:: Exercise aim ::
From start to end, write out the following data exactly, apart from its images.

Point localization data

====

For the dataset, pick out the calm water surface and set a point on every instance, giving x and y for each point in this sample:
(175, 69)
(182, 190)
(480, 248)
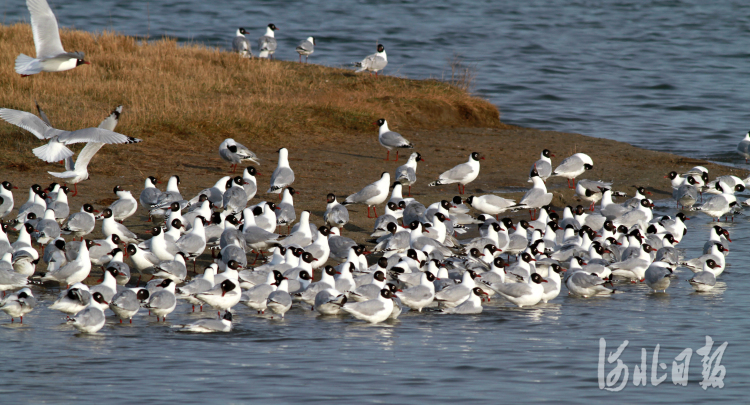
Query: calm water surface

====

:: Finished exercise ::
For the dataset, pick out the calm water surface and set a point on every instance, giving x and y for each point in this sample:
(175, 69)
(182, 190)
(480, 248)
Query: calm water surface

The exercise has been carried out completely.